Reproduce all entries precisely as they are written.

--- Information supplied ---
#####
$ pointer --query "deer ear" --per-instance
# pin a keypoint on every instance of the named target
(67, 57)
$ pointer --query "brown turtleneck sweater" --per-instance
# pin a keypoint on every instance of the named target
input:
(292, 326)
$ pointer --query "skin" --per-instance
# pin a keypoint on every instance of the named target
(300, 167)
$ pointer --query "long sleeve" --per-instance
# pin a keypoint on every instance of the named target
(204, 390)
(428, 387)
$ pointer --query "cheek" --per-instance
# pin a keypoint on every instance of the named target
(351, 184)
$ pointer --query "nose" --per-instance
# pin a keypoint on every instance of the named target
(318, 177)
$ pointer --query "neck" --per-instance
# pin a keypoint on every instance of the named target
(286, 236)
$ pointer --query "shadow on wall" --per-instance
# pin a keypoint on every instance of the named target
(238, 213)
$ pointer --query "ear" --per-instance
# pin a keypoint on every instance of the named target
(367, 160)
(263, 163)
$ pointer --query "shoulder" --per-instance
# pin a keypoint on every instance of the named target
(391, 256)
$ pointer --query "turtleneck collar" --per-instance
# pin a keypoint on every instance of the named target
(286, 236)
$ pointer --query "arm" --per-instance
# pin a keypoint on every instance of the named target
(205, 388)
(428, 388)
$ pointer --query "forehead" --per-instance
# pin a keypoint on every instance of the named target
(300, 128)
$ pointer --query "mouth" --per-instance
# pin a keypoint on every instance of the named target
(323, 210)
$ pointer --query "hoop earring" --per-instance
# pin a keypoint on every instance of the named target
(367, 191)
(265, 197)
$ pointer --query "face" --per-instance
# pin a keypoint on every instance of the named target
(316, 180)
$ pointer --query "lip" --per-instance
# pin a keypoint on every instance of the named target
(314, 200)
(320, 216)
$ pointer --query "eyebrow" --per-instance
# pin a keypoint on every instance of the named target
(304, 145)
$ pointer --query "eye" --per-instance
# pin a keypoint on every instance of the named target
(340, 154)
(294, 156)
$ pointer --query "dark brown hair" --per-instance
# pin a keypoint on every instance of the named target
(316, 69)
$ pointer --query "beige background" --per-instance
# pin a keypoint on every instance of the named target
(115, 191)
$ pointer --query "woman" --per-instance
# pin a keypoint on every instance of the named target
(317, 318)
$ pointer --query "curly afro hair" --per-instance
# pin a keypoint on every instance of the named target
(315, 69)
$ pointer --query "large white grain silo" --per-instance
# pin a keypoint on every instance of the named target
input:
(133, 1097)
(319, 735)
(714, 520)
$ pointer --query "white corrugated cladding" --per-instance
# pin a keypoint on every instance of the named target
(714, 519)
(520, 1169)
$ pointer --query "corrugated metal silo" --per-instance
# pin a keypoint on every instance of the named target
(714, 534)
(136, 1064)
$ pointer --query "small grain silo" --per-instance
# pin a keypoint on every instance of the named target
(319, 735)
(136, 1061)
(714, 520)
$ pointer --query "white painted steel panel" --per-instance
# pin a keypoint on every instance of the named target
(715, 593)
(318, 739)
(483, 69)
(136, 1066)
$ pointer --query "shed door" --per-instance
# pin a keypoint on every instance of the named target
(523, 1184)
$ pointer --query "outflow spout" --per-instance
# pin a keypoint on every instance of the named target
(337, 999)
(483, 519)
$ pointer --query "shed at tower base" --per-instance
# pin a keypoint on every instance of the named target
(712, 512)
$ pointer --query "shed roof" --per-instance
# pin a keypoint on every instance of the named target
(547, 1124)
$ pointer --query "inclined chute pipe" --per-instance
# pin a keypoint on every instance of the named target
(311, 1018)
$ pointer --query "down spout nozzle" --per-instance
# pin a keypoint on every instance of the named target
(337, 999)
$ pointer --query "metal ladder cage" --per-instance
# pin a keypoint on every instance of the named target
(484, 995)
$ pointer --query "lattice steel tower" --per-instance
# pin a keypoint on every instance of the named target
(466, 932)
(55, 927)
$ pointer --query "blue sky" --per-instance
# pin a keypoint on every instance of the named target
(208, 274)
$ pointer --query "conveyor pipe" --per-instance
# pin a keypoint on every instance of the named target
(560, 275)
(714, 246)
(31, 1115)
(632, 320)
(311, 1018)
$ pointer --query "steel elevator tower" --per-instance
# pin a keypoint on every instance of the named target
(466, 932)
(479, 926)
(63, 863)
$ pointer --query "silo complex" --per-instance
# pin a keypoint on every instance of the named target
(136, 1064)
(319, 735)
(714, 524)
#####
--- Output of the task ---
$ pointer --query "deer ear" --per-instance
# pin a keypoint on every instance of the named target
(67, 57)
$ pointer --query "brown turtleneck sweater" --per-instance
# pin a keypoint on every instance of the named target
input:
(292, 326)
$ pointer --query "skin" --per-instance
# pin a keypoint on every instance of the named target
(300, 167)
$ pointer --query "long sleeve" --per-instance
# pin a keypoint on every instance of the named target
(204, 390)
(428, 387)
$ pointer --query "cheek" --per-instance
# pin a keypoint on every instance of the named target
(351, 184)
$ pointer --query "nose" --per-instance
# pin a keypoint on every instance of the named target
(318, 177)
$ pointer --query "neck" --per-instance
# pin a keypoint on every instance of the named target
(286, 236)
$ pointer --query "shadow on wall" --per-instance
# pin a keypoint on every instance of the named target
(238, 213)
$ pointer --query "ear" --per-instance
# pin a keypoint on every instance of the named target
(367, 160)
(263, 163)
$ pointer --query "shoulder" --per-instance
# pin a keypoint on every instance of the named target
(391, 256)
$ pointer --query "turtleneck collar" --per-instance
# pin a keypoint on every instance of the named target
(286, 236)
$ pointer --query "arm" --per-instance
# pin a keypoint on every instance of the named target
(205, 388)
(428, 388)
$ pointer --query "forehead" --per-instance
# pin a keypoint on every instance of the named target
(300, 128)
$ pointer --query "mouth" --per-instance
# pin a keypoint on every instance of the named target
(323, 210)
$ pointer --query "hoop earring" --per-instance
# pin a keypoint on every instance of the named target
(367, 191)
(265, 197)
$ pointer --query "face" --per-instance
# pin a keypoint on every instance of the named target
(316, 180)
$ pointer --query "lip" --per-instance
# pin a keypoint on every instance of the named target
(314, 200)
(320, 216)
$ pointer --query "eyebrow" --per-instance
# pin a keypoint on every instance of the named target
(304, 145)
$ pointer --query "eye" --per-instance
# pin a keypoint on every instance of the named target
(340, 154)
(294, 156)
$ pointer --query "dark brown hair" --per-instance
# pin a keypoint on every instance of the named target
(316, 69)
$ pointer --query "beige background" --per-instance
# pin a keypoint on every instance of the named target
(115, 191)
$ pointer --query "woman" --per-instance
# pin a keypoint on every instance of the named target
(317, 318)
$ pointer --query "curly afro hair" --per-instance
# pin a keypoint on every instance of the named target
(315, 69)
$ pointer --query "large white grain silo" --per-instance
# pin a keypoint on every instance of the named target
input:
(133, 1097)
(319, 735)
(714, 520)
$ pointer --query "white corrugated cladding" --per-instance
# pin a keypoint on every instance of the named target
(714, 519)
(520, 1169)
$ pointer --query "corrugated metal silo" --per-instance
# pin a keypoint on every instance of the named target
(714, 534)
(136, 1064)
$ pointer --query "small grain silo" --per-instance
# pin a keypoint on every instance of the named target
(319, 735)
(136, 1061)
(714, 520)
$ pointer --query "white painted steel panel" --per-instance
# pin a keypoint on every instance of the named target
(715, 593)
(318, 739)
(483, 69)
(136, 1066)
$ pointer --query "shed door" --per-instance
# pin a keypoint on every instance of the named target
(523, 1184)
$ pointer --query "outflow spout" --per-instance
# pin a keypoint on every instance of the named target
(337, 999)
(483, 519)
$ pointer --query "shed at tower base" --per-instance
# pin a keypoint on every instance of the named target
(712, 512)
$ pointer --query "shed roof" --per-instance
# pin a keypoint on every instance of the named target
(547, 1124)
$ pointer --query "inclined chute pipe" --per-instance
# pin a keypoint on every instance of the named target
(311, 1018)
$ pointer --query "down spout nozzle" --per-instance
# pin a keypoint on every instance of the named target
(337, 999)
$ pointer --query "metal ladder cage" --per-instance
# pin a keypoint on every instance of the named target
(484, 995)
$ pointer --query "lattice steel tower" --per-instance
# pin a keypoint on every instance of the named target
(466, 932)
(55, 927)
$ pointer --query "blue sky" --per-instance
# pin a keypoint on every instance of the named target
(208, 274)
$ pointer --query "conveyor pipe" --per-instance
# pin a keypoint on every instance of the named target
(560, 275)
(714, 246)
(31, 1115)
(632, 320)
(311, 1018)
$ pointer --query "steel elevator tower" --per-instance
# pin a keypoint on every instance of the named target
(466, 932)
(479, 926)
(63, 863)
$ pointer --query "silo complex" --per-instance
# pin a keypoint on every instance of the named target
(136, 1064)
(319, 735)
(714, 524)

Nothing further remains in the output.